[Data listing]
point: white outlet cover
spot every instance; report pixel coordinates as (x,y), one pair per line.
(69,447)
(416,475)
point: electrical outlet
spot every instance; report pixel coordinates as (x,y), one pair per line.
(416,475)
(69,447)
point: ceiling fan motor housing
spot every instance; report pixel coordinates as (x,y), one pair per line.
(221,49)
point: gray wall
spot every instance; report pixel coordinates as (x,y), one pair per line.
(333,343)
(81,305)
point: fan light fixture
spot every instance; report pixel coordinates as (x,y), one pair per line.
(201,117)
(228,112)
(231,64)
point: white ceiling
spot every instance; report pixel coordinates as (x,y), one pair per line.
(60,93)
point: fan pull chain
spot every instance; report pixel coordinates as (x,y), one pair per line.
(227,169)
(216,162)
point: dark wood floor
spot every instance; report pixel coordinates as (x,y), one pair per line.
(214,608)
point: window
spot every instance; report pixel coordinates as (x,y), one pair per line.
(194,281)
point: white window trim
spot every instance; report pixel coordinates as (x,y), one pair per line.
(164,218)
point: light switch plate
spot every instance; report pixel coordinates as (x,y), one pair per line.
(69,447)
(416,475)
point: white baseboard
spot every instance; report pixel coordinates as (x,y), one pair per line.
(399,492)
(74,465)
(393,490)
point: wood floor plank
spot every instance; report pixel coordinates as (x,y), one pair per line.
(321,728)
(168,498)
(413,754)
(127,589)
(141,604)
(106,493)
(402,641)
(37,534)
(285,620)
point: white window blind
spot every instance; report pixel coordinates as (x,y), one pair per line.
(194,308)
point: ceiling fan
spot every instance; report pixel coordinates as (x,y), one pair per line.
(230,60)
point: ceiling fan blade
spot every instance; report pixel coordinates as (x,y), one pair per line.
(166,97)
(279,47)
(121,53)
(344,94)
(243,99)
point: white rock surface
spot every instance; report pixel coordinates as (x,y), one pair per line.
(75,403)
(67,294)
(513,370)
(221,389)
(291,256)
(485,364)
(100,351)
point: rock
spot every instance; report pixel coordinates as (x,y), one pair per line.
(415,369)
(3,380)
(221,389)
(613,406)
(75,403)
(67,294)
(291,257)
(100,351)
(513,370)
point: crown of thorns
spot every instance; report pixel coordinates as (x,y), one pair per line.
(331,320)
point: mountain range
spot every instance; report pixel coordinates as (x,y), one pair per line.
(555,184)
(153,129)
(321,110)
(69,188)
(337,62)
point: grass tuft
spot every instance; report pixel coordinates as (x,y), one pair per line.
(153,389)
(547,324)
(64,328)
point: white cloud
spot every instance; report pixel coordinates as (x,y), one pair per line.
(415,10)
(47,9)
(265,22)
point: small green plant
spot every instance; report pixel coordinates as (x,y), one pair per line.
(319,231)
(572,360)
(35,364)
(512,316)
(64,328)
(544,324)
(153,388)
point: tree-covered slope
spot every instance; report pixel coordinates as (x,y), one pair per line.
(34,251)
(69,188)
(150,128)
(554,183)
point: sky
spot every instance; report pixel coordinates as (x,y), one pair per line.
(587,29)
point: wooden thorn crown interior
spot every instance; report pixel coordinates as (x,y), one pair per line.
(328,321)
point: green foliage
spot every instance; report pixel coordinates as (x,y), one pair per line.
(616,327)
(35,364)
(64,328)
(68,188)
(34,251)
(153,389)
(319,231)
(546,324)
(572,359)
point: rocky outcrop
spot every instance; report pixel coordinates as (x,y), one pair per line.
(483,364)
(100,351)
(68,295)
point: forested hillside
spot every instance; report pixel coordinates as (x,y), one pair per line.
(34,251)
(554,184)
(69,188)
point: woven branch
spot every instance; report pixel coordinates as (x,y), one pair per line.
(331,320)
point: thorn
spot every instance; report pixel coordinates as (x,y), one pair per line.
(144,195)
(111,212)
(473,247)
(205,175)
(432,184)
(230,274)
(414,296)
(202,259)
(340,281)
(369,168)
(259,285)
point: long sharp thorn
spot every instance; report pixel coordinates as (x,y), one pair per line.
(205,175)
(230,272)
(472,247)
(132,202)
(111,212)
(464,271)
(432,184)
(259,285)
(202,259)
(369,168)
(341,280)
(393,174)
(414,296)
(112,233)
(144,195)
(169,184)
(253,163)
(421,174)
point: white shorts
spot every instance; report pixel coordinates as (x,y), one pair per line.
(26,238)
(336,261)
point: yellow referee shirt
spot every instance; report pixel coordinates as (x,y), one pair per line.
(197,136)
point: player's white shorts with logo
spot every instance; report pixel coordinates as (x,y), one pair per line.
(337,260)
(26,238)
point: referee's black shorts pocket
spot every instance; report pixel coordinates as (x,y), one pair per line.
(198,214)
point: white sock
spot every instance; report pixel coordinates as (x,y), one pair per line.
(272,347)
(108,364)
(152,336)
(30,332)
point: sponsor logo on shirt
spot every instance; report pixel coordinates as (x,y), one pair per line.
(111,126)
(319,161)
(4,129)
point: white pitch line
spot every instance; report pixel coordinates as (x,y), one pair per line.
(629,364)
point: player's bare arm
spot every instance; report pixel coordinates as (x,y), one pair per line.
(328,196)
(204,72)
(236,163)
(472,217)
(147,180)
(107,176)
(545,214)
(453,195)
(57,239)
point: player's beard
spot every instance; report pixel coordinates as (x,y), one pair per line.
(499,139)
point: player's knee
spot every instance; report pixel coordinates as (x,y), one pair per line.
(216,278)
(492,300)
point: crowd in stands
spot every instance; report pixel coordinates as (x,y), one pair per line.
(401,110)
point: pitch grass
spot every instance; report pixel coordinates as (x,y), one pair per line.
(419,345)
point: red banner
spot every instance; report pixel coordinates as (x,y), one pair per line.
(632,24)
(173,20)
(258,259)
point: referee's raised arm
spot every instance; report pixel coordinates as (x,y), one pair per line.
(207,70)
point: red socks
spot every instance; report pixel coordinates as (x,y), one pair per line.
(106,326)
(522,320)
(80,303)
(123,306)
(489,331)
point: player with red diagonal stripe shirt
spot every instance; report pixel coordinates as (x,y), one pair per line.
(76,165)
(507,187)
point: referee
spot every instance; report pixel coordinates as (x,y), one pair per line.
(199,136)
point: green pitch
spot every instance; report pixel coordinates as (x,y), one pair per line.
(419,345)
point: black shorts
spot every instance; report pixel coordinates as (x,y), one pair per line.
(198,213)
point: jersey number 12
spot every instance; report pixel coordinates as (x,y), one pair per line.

--- DO THIS ---
Exactly and only the lines from the one containing "point: player with red diagonal stripe shirt" through the end of the material are to be reproduced, both ends included.

--- SOLUTION TO THIS EXERCISE ---
point: player with red diagonal stripe shirt
spot every instance; report pixel coordinates as (x,y), one pair per line.
(76,165)
(507,187)
point: referee
spot every instance; report pixel coordinates as (x,y), one pair per line.
(199,136)
point: green pitch
spot every instance; report pixel coordinates as (x,y), one pair per line.
(419,345)
point: black shorts
spot every instance; report pixel coordinates as (x,y), one pair per line.
(198,213)
point: jersey number 12
spot every instance; report pixel coordinates as (x,y), one pair per line.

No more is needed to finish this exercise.